Exactly and in full, give the records again.
Records for the exercise Start Marker
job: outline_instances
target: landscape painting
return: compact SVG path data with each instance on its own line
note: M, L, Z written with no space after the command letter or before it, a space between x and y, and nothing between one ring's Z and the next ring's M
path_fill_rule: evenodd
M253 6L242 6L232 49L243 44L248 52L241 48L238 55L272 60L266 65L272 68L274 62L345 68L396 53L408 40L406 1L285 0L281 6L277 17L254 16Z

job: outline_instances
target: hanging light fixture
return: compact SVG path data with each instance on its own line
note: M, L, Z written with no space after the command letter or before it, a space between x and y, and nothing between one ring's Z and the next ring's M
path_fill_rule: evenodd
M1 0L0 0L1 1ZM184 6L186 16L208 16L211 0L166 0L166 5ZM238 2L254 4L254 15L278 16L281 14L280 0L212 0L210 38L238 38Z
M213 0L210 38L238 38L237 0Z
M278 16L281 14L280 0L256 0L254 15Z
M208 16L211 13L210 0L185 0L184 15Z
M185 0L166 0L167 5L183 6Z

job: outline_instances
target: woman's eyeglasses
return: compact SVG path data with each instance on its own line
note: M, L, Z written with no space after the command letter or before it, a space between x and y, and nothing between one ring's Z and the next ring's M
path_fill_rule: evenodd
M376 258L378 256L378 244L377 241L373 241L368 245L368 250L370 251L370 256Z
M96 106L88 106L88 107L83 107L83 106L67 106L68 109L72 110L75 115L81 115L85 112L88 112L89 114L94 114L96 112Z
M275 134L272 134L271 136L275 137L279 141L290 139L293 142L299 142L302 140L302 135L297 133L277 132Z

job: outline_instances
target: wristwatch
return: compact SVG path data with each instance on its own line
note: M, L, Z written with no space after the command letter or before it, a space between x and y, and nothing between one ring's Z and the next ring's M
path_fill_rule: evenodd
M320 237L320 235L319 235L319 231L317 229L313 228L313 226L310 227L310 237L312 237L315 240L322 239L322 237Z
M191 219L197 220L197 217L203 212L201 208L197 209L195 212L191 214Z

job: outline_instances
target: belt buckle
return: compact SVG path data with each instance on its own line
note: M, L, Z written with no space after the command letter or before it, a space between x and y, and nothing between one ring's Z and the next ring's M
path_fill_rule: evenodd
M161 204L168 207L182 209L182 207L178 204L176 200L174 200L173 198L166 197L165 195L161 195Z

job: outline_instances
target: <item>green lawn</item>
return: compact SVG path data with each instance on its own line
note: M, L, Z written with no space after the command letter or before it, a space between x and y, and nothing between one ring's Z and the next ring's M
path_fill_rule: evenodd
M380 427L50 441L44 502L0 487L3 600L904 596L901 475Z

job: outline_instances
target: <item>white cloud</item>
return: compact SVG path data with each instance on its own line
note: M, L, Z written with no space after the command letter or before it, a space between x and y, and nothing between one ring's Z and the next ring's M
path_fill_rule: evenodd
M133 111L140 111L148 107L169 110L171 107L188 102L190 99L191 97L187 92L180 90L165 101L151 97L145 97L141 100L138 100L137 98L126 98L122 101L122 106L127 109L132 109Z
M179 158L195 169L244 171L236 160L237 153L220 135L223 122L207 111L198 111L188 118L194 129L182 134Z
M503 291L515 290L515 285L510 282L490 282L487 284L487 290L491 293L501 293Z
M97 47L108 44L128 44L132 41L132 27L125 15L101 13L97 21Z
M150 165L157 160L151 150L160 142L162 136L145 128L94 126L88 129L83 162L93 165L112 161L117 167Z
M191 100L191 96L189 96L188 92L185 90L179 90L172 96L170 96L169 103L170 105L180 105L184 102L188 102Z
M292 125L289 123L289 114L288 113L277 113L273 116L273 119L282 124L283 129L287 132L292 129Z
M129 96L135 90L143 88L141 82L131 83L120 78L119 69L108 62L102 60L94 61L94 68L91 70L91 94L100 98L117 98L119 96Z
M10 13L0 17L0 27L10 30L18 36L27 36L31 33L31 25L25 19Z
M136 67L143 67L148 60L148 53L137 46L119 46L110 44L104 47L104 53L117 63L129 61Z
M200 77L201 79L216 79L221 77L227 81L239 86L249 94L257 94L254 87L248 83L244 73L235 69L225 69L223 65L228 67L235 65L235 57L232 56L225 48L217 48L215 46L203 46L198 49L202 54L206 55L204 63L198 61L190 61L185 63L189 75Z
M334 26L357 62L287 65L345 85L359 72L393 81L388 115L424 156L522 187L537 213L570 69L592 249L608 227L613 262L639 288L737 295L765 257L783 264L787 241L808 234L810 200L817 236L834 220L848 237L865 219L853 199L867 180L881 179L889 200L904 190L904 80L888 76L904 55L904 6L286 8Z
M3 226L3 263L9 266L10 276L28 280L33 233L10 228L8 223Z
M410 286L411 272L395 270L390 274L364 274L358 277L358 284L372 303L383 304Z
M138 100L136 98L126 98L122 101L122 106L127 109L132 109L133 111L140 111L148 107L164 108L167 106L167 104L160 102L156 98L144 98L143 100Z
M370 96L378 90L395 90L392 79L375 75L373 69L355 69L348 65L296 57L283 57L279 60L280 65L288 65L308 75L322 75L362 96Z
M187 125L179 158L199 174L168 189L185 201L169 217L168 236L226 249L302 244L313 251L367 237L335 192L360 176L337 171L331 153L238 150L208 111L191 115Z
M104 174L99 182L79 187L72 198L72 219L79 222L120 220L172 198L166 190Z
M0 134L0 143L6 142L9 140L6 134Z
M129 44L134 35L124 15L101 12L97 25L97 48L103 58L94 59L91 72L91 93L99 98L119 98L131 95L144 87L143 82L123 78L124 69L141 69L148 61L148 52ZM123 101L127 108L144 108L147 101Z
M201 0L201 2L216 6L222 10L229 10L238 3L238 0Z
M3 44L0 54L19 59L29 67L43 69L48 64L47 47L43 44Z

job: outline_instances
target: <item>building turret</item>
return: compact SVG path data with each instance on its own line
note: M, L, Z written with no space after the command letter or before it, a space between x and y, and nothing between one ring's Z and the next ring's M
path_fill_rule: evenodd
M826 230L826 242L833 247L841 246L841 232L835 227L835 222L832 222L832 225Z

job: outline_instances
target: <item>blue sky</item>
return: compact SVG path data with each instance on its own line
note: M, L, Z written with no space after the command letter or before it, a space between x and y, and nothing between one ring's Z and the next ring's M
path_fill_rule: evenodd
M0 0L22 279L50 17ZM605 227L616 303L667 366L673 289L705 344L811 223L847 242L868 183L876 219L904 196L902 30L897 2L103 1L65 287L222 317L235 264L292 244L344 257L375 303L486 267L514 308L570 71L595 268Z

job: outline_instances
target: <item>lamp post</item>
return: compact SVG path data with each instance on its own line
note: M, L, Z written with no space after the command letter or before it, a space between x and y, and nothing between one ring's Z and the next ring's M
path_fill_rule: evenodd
Records for the exercise End Marker
**Reply to the exercise:**
job: outline_instances
target: landscape painting
return: compact SVG path data with each instance on its own line
note: M, L, Z written with no space after the command letter or before it, a space between x and y, and nothing between one ring's Z and the next ring's M
path_fill_rule: evenodd
M253 6L242 6L232 49L243 44L248 52L241 48L238 55L272 60L266 65L272 68L274 62L345 68L396 53L408 40L406 1L285 0L281 6L277 17L254 16Z

job: outline_instances
target: hanging light fixture
return: compact SVG path data with each instance on its own line
note: M, L, Z written with no space after the command letter or before it, a space between x and y, and nothing between one ring's Z and the next ring's M
path_fill_rule: evenodd
M1 0L0 0L1 1ZM184 6L186 16L208 16L211 0L166 0L166 5ZM238 2L254 4L254 15L278 16L281 14L280 0L212 0L210 38L238 38Z
M213 0L210 38L238 38L237 0Z
M278 16L281 14L280 0L256 0L254 15Z
M208 16L211 13L210 0L185 0L184 15Z
M185 0L166 0L167 5L183 6Z

job: outline_instances
target: woman's eyeglasses
return: compact SVG path data with each instance on its own line
note: M, L, Z written with no space after the command letter or before it, a space between x and y, and nothing between one ring's Z and the next ring's M
path_fill_rule: evenodd
M376 258L378 256L378 244L377 241L373 241L368 245L368 250L370 251L370 256Z
M96 106L88 106L88 107L83 107L83 106L67 106L68 109L72 110L75 115L81 115L85 112L88 112L89 114L94 114L96 112Z
M275 134L272 134L271 136L275 137L279 141L290 139L293 142L299 142L302 140L302 135L297 133L277 132Z

job: outline_instances
target: wristwatch
return: compact SVG path data with each instance on its own line
note: M, L, Z written with no space after the command letter or before it, a space between x and y, and nothing between one ring's Z and the next ring's M
path_fill_rule: evenodd
M320 237L320 235L319 235L319 231L317 229L313 228L313 226L310 227L310 237L312 237L315 240L322 239L322 237Z
M191 219L197 220L197 217L203 212L201 208L197 209L195 212L191 214Z

job: outline_instances
target: belt buckle
return: compact SVG path data with each instance on its own line
note: M, L, Z written with no space after the command letter or before it, a space between x and y, and nothing between one ring's Z and the next ring's M
path_fill_rule: evenodd
M161 204L168 207L182 209L182 207L178 204L176 200L174 200L173 198L166 197L165 195L161 195Z

job: outline_instances
target: <item>green lawn</item>
return: compact SVG path data with each instance on its own line
note: M, L, Z written with no space after the command letter or before it, a space between x and y, and nothing between one ring's Z and the next ring's M
path_fill_rule: evenodd
M380 427L50 441L44 502L0 487L3 600L904 596L901 475Z

job: outline_instances
target: <item>white cloud</item>
return: compact SVG path data with each instance on its own line
note: M, L, Z written with no space after the command letter or before it, a space between x and y, and nothing between one ring's Z and the next ring's M
path_fill_rule: evenodd
M133 111L140 111L148 107L169 110L171 107L188 102L190 99L191 97L187 92L180 90L165 101L151 97L145 97L141 100L138 100L137 98L126 98L122 101L122 106L127 109L132 109Z
M179 158L195 169L244 171L236 160L237 153L220 135L223 122L207 111L198 111L188 118L194 129L182 134Z
M503 291L515 290L515 285L510 282L490 282L487 284L487 290L491 293L501 293Z
M97 47L108 44L128 44L132 41L132 27L125 15L101 13L97 21Z
M150 165L157 160L151 150L160 142L162 136L145 128L94 126L88 129L83 162L93 165L112 161L117 167Z
M191 100L191 96L189 96L188 92L185 90L179 90L172 96L170 96L169 103L170 105L180 105L184 102L188 102Z
M292 125L289 123L289 114L288 113L277 113L273 116L273 119L282 124L283 129L287 132L292 129Z
M129 96L135 90L143 88L141 82L131 83L120 78L119 69L108 62L102 60L94 61L94 68L91 70L91 94L100 98L117 98L119 96Z
M10 13L0 17L0 27L10 30L18 36L27 36L31 33L31 25L25 19Z
M136 67L143 67L148 60L148 53L137 46L119 46L110 44L104 47L104 53L117 63L129 61Z
M200 77L201 79L216 79L221 77L227 81L239 86L249 94L257 94L254 87L248 83L244 73L235 69L225 69L223 65L228 67L235 65L235 57L232 56L225 48L217 48L215 46L203 46L198 49L202 54L206 55L204 63L198 61L190 61L185 63L189 75Z
M334 26L357 62L287 65L345 85L359 72L393 81L388 115L424 156L522 187L537 213L570 69L592 249L608 227L613 262L639 288L737 295L765 257L783 264L787 241L808 234L810 200L817 236L834 220L848 237L865 219L853 199L867 180L881 179L889 200L904 190L904 80L888 76L904 55L904 6L286 8Z
M3 226L3 263L9 266L10 276L28 280L33 233L10 228L8 223Z
M410 286L411 272L395 270L390 274L364 274L358 277L358 284L372 303L383 304Z
M138 100L136 98L126 98L122 101L122 106L127 109L132 109L133 111L140 111L148 107L164 108L167 106L167 104L160 102L156 98L144 98L143 100Z
M370 96L378 90L395 90L392 79L375 75L373 69L355 69L348 65L296 57L283 57L279 60L280 65L288 65L308 75L322 75L362 96Z
M187 125L179 158L199 174L168 189L185 201L169 217L168 236L226 249L302 244L313 251L367 237L335 192L360 176L337 171L331 153L238 150L208 111L191 115Z
M104 174L99 182L79 187L72 198L72 219L79 222L120 220L172 198L166 190Z
M0 134L0 143L6 142L9 140L6 134Z
M129 44L134 35L124 15L101 12L97 25L97 48L103 58L94 59L91 72L91 93L99 98L119 98L131 95L144 87L143 82L123 78L124 69L141 69L148 61L148 52ZM123 101L127 108L144 108L147 101Z
M201 0L201 2L216 6L222 10L229 10L238 3L238 0Z
M3 44L0 54L19 59L29 67L43 69L48 64L47 47L43 44Z

job: outline_instances
target: <item>building turret</item>
return: compact SVG path data with each instance on its own line
note: M, L, Z written with no space after the command letter or before it, a space between x and y, and nothing between one ring's Z and the next ring's M
path_fill_rule: evenodd
M826 230L826 242L833 247L841 246L841 232L835 227L835 222L832 222L832 225Z

job: outline_instances
target: <item>blue sky</item>
return: compact SVG path data with each instance on its own line
note: M, L, Z written with no space after the command letter or before it, a space between x and y, and nothing between one ring's Z and the next ring's M
path_fill_rule: evenodd
M0 0L22 279L50 17ZM605 227L616 303L667 366L673 289L705 344L811 223L847 242L868 183L876 219L904 196L902 30L897 2L103 1L65 287L222 317L235 264L292 244L344 257L375 303L486 267L514 308L570 71L595 268Z

job: outline_instances
target: <item>lamp post</item>
return: compact SVG path data with each instance on its own line
note: M, L, Z written with no space after the command letter or before it, a space between x and y, and nothing between one ring's Z and the next ring's M
path_fill_rule: evenodd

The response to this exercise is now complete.